» **PROBLEMS TO SOLVE**
• 1. Print the passage of the article about Ben Sasse from "Mr. Sasse, who" to "University of Florida.", word for word.
• 2. Answer these questions using the article about Ben Sasse:
(a) How old was Sasse when he wrote his message?
(b) In what year was he elected to the Senate?
(c) Of which university was he president?

» **SOURCE TEXT**

• • •

Two days before Christmas, former Nebraska Senator Ben Sasse dropped a bombshell: he’s dying of cancer.
From The New York Times:
Ben Sasse, a Republican former senator from Nebraska and a former president of the University of Florida, announced on Tuesday that he had received a diagnosis of terminal Stage 4 pancreatic cancer.
“Since a bunch of you have started to suspect something, I’ll cut to the chase,” Mr. Sasse, 53, wrote in a heartfelt, nearly 700-word-long message on X that cited Scripture.
“Last week I was diagnosed with metastasized, stage-four pancreatic cancer, and am gonna die.”
Mr. Sasse, who served in the Senate from 2015 to 2023, was one of few Republicans who broke with President Trump in his false claims of election fraud. He resigned from the Senate two years into his second term and then held a brief but turbulent tenure as president of the University of Florida.
Mr. Sasse was elected to the Senate in 2014 and became a high-profile figure in national politics during Mr. Trump’s 2016 campaign and first term, when he personified the ambivalent posture that many conventionally conservative Republicans initially took toward Mr. Trump. He voted consistently with Mr. Trump in the Senate even as he regularly took him to task for the tone of his social-media postings and his coziness with autocrats abroad.
A long post by Sasse on Facebook is worth your time; tinged with scripture, it goes to the heart of Advent and offers us all a small sermon on faith, trust and the inevitability of death. It’s also deeply personal and more than a little bit hopeful. Make this your lectio for these last hours before we celebrate the birth of our Savior.

• • •

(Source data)
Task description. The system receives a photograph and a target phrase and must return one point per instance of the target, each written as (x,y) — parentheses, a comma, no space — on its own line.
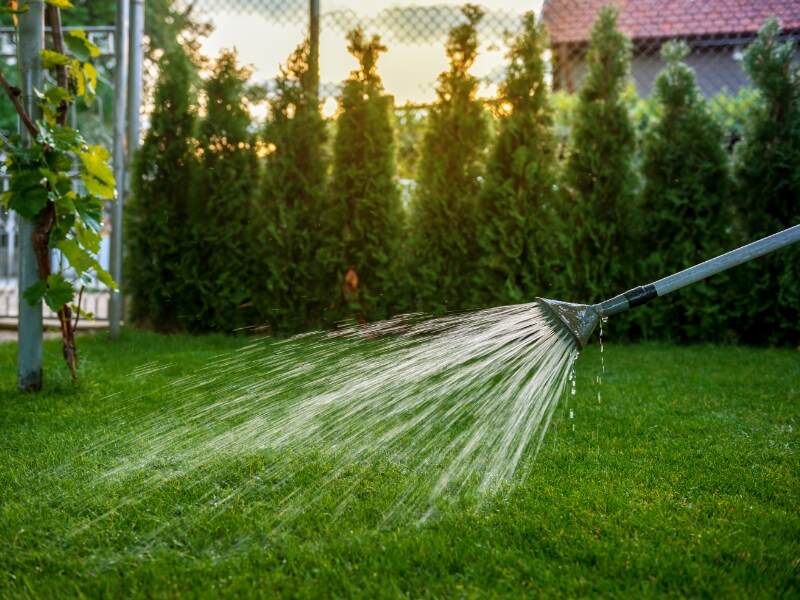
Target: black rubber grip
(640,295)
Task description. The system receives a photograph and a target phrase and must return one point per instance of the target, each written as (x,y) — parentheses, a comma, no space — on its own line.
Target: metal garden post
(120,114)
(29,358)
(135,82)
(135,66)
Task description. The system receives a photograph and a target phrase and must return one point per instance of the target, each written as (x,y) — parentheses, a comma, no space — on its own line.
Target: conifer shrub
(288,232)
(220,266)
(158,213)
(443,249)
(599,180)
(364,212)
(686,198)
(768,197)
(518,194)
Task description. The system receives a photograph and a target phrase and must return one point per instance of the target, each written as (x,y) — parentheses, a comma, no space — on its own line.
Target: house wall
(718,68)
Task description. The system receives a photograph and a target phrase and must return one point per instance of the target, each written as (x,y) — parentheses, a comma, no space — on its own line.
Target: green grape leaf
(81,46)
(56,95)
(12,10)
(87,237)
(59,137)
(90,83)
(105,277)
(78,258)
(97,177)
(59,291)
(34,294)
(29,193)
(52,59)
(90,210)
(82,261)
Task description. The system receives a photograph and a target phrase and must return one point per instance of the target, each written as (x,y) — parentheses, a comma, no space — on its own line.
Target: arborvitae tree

• • •

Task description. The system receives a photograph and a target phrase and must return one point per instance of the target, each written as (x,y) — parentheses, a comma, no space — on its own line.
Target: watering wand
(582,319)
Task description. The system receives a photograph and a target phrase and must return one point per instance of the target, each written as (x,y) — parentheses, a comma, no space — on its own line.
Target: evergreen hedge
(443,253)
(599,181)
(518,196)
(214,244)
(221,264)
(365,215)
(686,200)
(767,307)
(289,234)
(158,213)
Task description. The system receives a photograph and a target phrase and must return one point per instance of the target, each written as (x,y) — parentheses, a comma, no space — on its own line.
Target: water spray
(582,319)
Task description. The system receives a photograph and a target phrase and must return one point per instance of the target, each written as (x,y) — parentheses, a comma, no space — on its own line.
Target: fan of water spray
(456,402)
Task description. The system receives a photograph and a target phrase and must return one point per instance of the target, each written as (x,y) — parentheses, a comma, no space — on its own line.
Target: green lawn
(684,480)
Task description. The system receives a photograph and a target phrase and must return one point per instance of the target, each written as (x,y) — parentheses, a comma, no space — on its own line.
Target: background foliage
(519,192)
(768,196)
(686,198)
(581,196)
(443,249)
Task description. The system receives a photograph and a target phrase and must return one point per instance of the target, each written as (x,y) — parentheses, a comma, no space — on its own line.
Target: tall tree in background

• • •

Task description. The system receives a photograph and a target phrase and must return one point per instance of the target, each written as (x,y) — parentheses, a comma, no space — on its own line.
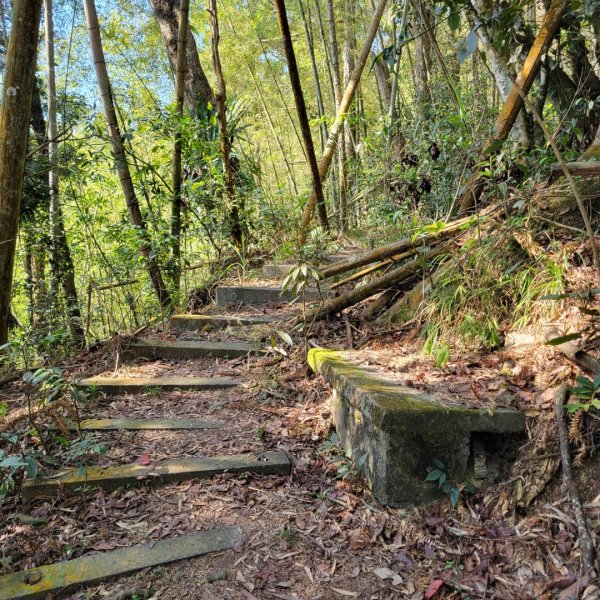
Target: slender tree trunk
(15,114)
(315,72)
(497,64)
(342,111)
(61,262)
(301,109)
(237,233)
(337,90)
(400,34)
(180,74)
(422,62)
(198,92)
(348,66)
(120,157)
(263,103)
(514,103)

• • •

» **OUTPUTS IN ORDER**
• 1.
Mr. Sasse, who served in the Senate from 2015 to 2023, was one of few Republicans who broke with President Trump in his false claims of election fraud. He resigned from the Senate two years into his second term and then held a brief but turbulent tenure as president of the University of Florida.

• 2.
(a) 53
(b) 2014
(c) The University of Florida